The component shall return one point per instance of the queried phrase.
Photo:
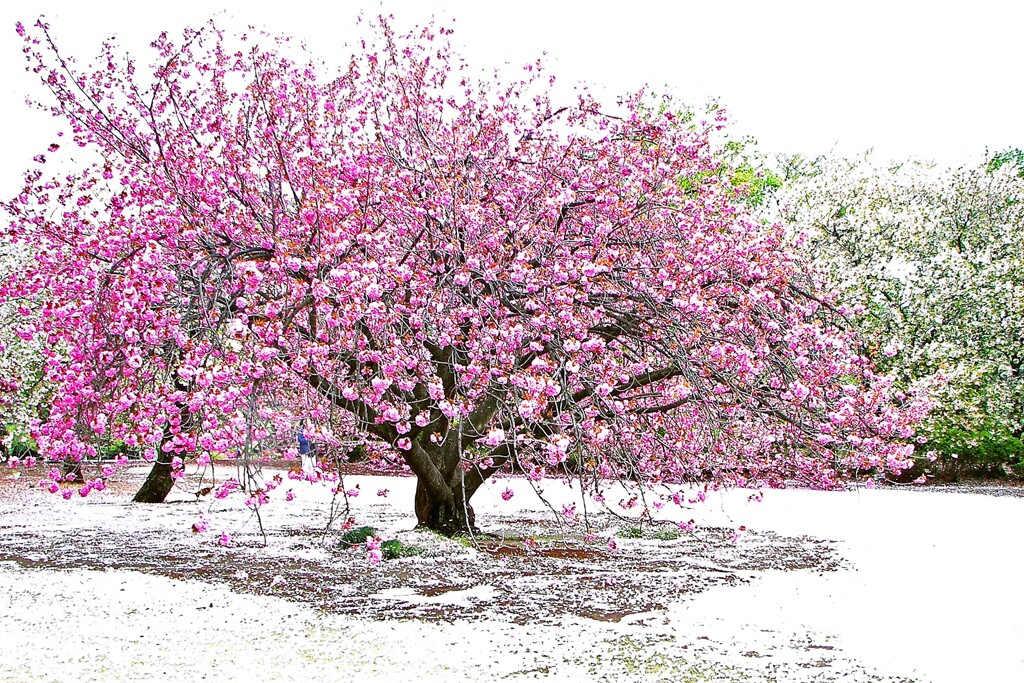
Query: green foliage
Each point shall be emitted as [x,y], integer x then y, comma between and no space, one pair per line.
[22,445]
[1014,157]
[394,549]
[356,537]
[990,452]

****

Return every line of the records above word for word, leaving out the pictures.

■ Response ■
The component shall return one point per instance of the queried phrase.
Photo:
Query: green foliage
Each point shall be emitted as [x,y], integer x then y, comma between and no space, one pair per line.
[22,445]
[1014,157]
[394,549]
[356,537]
[990,452]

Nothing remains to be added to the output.